[原文]
════

「荒唐無稽に見えてその実、ロドリゲスにとって身近な題材とテーマで固められた「私的」な映画。」ドミノ じゃいさんの映画レビュー(感想・評価)
荒唐無稽に見えてその実、ロドリゲスにとって身近な題材とテーマで固められた「私的」な映画。
なんか、出てくる「悪の組織」の格好にすげえ見覚えがあると思ったら……
『東京フレンドパーク』じゃないか!!
どうりで、関口宏って昔からどっかヤバそうな気がしてたんだよ、俺……(笑)。
ロバート・ロドリゲスが、柄にもなくフィンチャーやシャマランやジョーダン・ピールみたいな、どんでん返し系のネタ映画にイッチョ噛みしてきやがったと、最初にこの映画の宣伝を目にしたときにはちょっとびっくりした。
でも、いざ足を運んで実際に観てみたら、最終的にやってることはいつも通りのロバート・ロドリゲスで(もろ、B級ウエスタンのパロディですよね、あのラストって)、大いに安心した次第(笑)。
全体にそこはかとなく漂う拭いがたい「B級感」というか、
シャマランやピールのような緻密さを欠く「いい加減」さというか、
過剰な設定に視聴者がついてこられなくても別にいいやといった調子で話をどんどん進めていってしまう「居直り」ぶりというか、
そういったゆるくて投げ槍な部分もひっくるめて、いつものロバート・ロドリゲスのまんまだったとでも言いますか。
ロバート・ロドリゲスって、『エル・マリアッチ』(92)や『デスペラード』(95)で颯爽とデビューしてきたときから、基本中身はクッソ面白いんだけど、総じて雑なつくりの映画を毎回「ほぼ確信犯的に」作ってきた印象がある。

════

[データ一覧]
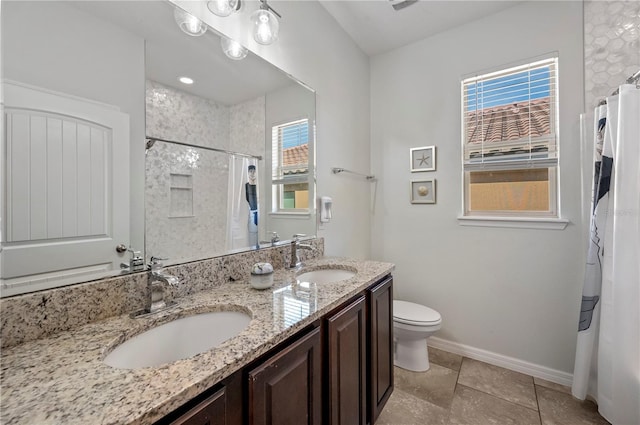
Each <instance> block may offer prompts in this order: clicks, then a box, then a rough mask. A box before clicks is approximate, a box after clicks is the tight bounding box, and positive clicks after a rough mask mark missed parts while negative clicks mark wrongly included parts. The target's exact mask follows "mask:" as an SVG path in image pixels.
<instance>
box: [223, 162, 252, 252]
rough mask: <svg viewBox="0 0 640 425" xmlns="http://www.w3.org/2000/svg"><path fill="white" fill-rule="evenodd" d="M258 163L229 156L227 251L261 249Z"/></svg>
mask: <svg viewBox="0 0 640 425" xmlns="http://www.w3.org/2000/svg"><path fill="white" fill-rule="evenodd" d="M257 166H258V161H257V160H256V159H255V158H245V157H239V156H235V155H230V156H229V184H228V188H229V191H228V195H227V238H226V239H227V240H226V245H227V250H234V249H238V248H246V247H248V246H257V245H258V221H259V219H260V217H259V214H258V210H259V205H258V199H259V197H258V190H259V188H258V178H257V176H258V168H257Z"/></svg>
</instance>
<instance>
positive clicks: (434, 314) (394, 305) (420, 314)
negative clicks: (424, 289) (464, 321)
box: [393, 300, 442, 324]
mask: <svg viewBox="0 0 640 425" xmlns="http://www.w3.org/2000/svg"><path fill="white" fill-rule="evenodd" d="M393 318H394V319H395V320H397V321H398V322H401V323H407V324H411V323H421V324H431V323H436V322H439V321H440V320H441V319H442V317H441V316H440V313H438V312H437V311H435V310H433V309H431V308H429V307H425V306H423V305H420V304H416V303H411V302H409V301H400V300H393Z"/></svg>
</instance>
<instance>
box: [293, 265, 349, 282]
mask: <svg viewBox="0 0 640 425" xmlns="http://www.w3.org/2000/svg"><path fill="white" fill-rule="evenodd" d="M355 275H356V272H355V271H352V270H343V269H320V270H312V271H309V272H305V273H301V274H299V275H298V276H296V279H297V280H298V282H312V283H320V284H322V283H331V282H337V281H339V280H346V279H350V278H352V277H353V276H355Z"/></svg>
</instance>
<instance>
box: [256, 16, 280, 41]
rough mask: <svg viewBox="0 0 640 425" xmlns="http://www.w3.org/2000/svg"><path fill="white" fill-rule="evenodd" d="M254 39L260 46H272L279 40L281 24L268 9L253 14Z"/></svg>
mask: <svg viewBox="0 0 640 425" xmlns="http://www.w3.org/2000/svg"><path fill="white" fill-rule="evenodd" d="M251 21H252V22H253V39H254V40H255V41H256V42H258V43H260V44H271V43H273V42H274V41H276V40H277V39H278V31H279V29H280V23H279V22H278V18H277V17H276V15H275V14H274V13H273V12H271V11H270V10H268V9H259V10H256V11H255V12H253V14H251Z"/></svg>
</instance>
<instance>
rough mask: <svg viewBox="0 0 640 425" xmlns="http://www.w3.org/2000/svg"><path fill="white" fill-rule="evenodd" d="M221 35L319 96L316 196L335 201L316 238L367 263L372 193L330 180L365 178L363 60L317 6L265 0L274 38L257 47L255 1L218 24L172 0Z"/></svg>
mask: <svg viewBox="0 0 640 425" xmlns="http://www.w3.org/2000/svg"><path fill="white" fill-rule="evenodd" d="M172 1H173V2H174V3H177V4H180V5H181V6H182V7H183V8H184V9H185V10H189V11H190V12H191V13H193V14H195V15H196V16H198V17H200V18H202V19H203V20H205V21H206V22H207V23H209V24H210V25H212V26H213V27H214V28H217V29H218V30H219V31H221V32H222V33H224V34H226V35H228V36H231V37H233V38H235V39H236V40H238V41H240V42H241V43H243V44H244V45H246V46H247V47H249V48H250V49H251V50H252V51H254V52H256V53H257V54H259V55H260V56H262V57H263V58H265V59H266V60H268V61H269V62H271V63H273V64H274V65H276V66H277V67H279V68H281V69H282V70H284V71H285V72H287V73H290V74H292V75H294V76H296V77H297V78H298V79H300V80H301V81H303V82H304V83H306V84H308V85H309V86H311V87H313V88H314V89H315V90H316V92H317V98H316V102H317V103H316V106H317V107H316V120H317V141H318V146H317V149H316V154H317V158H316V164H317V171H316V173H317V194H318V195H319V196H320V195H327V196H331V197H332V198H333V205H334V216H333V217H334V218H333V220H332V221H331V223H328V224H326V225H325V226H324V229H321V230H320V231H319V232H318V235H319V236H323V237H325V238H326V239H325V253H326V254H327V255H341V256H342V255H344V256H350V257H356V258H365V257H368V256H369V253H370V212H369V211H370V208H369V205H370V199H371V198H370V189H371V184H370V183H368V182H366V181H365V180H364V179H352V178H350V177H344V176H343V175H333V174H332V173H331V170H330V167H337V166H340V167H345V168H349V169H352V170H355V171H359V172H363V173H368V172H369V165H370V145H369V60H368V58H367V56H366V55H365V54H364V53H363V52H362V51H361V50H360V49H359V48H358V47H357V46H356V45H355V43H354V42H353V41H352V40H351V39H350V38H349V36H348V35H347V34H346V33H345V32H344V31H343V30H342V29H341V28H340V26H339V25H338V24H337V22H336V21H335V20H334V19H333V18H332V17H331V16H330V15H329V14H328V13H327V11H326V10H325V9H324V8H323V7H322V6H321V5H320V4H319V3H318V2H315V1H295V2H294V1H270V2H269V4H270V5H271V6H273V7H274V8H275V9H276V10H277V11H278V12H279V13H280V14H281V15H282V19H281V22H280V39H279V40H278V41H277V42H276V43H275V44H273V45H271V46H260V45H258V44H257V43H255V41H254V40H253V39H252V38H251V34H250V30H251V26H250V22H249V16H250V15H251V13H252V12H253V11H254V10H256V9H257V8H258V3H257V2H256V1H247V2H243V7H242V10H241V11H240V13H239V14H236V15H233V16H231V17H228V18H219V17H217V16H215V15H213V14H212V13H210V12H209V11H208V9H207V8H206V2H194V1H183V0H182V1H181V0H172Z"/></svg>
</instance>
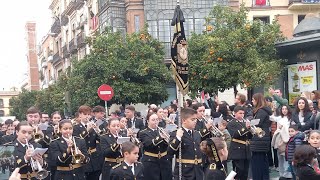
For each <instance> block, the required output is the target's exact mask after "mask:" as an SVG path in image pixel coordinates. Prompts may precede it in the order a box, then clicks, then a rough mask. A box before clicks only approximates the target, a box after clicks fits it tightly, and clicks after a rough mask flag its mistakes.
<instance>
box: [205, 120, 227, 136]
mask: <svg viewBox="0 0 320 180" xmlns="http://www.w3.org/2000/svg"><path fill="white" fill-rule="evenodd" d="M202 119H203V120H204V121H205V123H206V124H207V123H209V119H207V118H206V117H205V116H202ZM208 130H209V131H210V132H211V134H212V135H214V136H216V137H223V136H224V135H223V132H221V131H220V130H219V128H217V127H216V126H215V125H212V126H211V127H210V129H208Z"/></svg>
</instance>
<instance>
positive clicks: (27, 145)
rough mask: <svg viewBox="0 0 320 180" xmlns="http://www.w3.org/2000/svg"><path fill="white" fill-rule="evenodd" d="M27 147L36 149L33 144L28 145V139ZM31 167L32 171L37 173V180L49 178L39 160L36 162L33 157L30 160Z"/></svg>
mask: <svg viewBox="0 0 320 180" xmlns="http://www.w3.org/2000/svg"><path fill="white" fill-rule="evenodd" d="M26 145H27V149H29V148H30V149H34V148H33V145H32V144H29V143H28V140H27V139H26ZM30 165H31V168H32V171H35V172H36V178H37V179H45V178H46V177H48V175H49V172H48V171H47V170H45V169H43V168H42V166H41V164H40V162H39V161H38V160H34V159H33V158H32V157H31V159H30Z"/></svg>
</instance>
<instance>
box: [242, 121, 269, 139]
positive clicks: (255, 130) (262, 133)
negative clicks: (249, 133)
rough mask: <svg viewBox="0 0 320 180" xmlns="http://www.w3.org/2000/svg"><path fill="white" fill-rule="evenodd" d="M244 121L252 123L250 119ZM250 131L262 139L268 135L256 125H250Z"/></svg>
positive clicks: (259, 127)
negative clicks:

════

[設問]
1. 一覧の行のうち、文字列「exact」を含む行の数を数え、その数だけを答えてください。大文字と小文字は区別します。
2. 映画レビューの最後の文に続けて、その先を書き進めてください。
この一覧は映画レビューとは関係がありません。

[解答]
1. 2

2.
それを、ジャンル愛で押し切って、「アミーゴ、あんたもこういうおバカなB級映画大好きだろ?? 俺っちも好きで好きでしょうがねえんだ。だから気楽に楽しんでくれよ」という内輪ノリでテキトーに納得させてきたっていう。
要するに、立ち位置としてはクエンティン・タランティーノの弟分で、作ってきた作品もどれも快作揃いなのだが、「愛するトラッシュ・ムーヴィー群」に由来する本質的なゆるさ、バカっぽさ、過剰さ、適当さを、あまりブラッシュアップさせないまま、いままでやってきちゃった感じはどうしてもするんだよね。
そんな人が作った「ネタ映画」なので、「この手の映画が得意な監督たち」が計算ずくで仕掛けてくる周到なやり口と比べると、どこか語り口に雑さがあって、面白いは面白いけど、観ていてどうも腑に落ちない部分が多い点は否めない。
一番の問題は、観客が今までの現状に得心が行く前に、語り手側がどんどんさらなる不可能状況を積み重ねたり、過剰な謎解きを勝手に進めてしまうせいで、語られていること全体に「胡散臭い」イメージが付きまとってしまう点にある。
すなわち、製作サイドからすると「実はこういうことでした!」という真相の設定を明かしているつもりでも、ナラティヴがうまくないせいで、その真相までが嘘くさいというか、おバカなインチキ話のようにしか思えない。
これは、あまりよろしくない状況だ。
『ドミノ』の情報呈示は、性急すぎるんだよね。
こちらが今何が起こっているかを把握する前に、バンバンネタばらしをしてきて、それを観客がなんとか理解しようと努力しているあいだに、さらにそのネタを膨らませたり、ひっくり返したりしてくる。
しかもその内容が、世の中の一般的な感覚でいえばいかにも「トンデモ」で「陰謀論っぽい」「インチキ臭い」話であるために、製作側がマジでこんなバカな話を「真相だ」として話を進めようとしているのか客も半信半疑のうちに、きわめて荒唐無稽なホラ話が途方もない次元にまで広げられてしまう。
要するに、作り手が用意している「虚構」に、観客がアジャストしきれないのだ。
この映画、邦題こそ「ドミノ」とつけられているが、原題は「ヒプノティック(催眠の形容詞形)」だ。
だから、観客は最初からこの話が「催眠」絡みの話であることは理解している。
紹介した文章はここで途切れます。